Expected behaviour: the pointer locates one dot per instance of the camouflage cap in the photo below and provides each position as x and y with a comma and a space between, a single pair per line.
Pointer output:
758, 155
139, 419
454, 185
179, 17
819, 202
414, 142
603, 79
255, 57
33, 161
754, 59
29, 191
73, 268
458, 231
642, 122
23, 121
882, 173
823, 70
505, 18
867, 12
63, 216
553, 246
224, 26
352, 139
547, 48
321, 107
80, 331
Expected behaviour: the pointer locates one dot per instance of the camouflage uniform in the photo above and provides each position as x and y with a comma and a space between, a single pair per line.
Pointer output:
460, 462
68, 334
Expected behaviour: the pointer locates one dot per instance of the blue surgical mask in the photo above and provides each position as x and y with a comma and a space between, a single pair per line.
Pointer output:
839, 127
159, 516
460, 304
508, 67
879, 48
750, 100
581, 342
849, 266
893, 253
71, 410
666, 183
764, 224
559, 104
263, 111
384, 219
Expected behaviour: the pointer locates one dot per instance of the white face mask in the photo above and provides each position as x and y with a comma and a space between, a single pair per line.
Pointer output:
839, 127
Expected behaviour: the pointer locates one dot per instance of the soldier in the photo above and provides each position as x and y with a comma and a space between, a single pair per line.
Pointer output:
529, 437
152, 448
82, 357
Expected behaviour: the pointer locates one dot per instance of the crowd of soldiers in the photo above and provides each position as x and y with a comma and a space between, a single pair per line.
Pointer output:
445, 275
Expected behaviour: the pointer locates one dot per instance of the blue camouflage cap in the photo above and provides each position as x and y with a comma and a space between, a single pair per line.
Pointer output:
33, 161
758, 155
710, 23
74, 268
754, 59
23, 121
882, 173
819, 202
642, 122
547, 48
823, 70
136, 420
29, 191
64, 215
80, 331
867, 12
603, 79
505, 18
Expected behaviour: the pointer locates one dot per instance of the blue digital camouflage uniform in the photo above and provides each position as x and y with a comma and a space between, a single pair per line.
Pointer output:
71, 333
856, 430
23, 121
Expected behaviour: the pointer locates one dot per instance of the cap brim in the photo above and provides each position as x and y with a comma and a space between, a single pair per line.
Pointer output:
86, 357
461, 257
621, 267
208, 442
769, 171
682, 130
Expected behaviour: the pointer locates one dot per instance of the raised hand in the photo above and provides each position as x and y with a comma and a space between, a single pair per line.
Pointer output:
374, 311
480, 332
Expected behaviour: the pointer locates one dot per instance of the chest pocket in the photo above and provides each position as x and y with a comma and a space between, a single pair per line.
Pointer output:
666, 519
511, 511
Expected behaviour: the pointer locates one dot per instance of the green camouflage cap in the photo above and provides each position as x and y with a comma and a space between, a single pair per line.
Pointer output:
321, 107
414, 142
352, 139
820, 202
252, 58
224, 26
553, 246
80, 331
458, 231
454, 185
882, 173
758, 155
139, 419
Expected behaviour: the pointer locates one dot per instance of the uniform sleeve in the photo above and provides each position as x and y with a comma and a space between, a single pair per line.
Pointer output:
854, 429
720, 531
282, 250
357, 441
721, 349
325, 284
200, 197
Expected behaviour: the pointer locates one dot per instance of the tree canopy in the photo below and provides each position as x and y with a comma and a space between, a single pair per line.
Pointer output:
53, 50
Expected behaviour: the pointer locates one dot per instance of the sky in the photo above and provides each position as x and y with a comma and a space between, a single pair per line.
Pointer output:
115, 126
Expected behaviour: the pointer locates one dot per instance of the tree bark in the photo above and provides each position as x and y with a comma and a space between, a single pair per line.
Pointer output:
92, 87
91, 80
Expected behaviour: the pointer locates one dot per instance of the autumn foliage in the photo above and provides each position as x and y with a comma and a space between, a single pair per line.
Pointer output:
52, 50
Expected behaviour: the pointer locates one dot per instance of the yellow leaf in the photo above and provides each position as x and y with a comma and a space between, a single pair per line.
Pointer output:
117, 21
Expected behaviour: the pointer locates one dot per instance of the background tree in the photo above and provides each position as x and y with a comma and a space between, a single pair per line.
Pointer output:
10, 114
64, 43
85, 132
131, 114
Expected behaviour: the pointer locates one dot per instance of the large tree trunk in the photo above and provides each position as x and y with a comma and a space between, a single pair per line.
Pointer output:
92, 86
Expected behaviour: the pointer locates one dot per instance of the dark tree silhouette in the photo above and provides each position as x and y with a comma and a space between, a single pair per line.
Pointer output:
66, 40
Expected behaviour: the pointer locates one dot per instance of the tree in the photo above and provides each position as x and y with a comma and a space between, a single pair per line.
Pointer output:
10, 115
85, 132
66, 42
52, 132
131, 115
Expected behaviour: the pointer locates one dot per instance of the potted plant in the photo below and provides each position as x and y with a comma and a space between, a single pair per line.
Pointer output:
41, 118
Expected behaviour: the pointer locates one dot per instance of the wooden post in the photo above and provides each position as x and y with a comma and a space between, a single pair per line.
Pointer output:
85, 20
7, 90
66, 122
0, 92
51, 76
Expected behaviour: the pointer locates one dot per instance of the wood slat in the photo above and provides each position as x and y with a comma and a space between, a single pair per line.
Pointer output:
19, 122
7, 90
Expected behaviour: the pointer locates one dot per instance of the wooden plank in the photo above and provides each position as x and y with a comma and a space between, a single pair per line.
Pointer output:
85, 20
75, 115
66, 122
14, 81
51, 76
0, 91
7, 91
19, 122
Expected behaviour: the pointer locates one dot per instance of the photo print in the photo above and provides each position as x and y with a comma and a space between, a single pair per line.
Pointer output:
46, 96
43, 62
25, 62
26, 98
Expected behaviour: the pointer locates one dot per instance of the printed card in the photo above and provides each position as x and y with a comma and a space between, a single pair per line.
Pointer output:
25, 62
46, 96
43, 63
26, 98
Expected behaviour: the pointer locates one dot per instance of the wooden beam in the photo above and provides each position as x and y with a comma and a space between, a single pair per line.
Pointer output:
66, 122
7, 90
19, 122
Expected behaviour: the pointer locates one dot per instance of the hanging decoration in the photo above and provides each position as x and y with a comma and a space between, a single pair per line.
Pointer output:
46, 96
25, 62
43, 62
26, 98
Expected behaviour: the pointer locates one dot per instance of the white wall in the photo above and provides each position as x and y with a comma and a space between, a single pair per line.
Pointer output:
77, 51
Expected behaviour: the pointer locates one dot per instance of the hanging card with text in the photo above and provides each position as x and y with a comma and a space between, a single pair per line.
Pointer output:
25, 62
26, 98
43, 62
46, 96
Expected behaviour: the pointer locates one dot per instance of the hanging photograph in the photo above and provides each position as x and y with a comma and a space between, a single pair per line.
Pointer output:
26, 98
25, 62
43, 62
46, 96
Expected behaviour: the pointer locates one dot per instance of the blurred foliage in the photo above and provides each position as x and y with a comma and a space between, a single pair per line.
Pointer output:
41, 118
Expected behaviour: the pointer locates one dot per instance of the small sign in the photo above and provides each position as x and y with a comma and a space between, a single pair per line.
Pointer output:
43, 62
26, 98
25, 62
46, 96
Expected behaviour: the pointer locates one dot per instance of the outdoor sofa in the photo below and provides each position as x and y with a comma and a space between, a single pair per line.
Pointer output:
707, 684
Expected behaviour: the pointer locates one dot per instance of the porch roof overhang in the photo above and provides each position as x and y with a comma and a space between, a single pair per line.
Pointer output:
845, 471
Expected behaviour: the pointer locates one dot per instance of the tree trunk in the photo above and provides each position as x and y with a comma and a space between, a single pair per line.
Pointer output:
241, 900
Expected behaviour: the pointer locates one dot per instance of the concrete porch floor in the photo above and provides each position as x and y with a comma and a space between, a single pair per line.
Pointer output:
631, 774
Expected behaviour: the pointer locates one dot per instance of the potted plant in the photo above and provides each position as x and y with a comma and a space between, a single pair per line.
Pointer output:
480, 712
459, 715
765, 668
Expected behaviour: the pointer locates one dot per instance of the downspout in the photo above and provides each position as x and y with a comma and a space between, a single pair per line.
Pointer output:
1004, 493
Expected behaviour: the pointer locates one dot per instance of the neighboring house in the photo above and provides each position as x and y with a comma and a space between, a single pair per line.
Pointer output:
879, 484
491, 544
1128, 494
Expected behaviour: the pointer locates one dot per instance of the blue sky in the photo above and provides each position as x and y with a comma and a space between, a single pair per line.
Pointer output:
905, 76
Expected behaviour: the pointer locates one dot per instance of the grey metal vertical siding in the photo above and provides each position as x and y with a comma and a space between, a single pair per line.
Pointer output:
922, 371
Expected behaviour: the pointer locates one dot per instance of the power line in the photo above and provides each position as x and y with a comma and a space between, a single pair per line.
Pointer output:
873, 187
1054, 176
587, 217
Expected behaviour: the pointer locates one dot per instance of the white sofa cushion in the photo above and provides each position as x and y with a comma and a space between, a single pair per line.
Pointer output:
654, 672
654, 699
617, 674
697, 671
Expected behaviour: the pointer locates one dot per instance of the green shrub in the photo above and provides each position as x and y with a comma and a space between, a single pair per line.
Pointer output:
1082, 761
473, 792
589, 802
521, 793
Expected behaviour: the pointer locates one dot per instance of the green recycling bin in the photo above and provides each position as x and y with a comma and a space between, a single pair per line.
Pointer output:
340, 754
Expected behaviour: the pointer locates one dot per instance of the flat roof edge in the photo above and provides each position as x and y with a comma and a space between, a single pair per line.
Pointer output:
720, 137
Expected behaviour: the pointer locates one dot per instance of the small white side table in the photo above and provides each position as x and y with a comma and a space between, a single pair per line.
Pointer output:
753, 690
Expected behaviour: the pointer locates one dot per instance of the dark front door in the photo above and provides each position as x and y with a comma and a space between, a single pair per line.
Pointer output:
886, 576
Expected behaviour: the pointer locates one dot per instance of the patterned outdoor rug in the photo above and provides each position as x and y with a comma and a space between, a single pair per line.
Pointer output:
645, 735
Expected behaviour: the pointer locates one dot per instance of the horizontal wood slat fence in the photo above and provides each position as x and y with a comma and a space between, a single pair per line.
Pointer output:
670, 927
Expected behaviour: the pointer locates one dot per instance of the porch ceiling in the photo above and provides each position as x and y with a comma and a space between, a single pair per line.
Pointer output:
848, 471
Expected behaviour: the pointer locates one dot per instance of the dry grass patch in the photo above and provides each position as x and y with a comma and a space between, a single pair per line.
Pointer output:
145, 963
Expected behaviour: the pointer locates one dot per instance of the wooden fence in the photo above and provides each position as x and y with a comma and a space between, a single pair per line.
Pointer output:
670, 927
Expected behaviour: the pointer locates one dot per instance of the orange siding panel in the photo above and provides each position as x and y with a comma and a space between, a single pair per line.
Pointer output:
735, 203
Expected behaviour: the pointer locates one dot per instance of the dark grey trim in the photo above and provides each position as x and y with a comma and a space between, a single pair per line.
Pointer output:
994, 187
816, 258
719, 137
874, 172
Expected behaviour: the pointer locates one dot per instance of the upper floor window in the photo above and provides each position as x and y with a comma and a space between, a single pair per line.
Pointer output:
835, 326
----------
Stated exercise ▸
Reproduce, exactly and with nothing added, the lines from the one that includes "the dry grass" through the last line of the material.

Right answer ▸
Expected behaviour: the pointer locates one dot per instance of the dry grass patch in the photo above and provides each position as x and y with a comma and a space between, a single pair per line.
Pointer output:
145, 963
Expected behaviour: the pointer locates one dot per instance of the wooden fence in the photo above and provides each position as x and y with a comma and a space between, a single pair per line.
Pointer output:
670, 927
Expected behaviour: the pointer locates one dot per instance of the orange siding panel in the photo above and provides each position as x and y with a comma and a space between, a single pair per line.
Pointer output:
735, 203
Expected behaviour: the pointer locates one dot per instance of the dark grey trim in the photo above and provides each position as x and y with a comma and a space between, a single pair per line.
Pointer output:
994, 187
816, 258
719, 137
874, 172
Expected behaviour: the pointer locates one dot per instance of the upper floor window in the photo above and provides each position as x and y with a comma and a space between, a single pair per line.
Pointer output:
835, 326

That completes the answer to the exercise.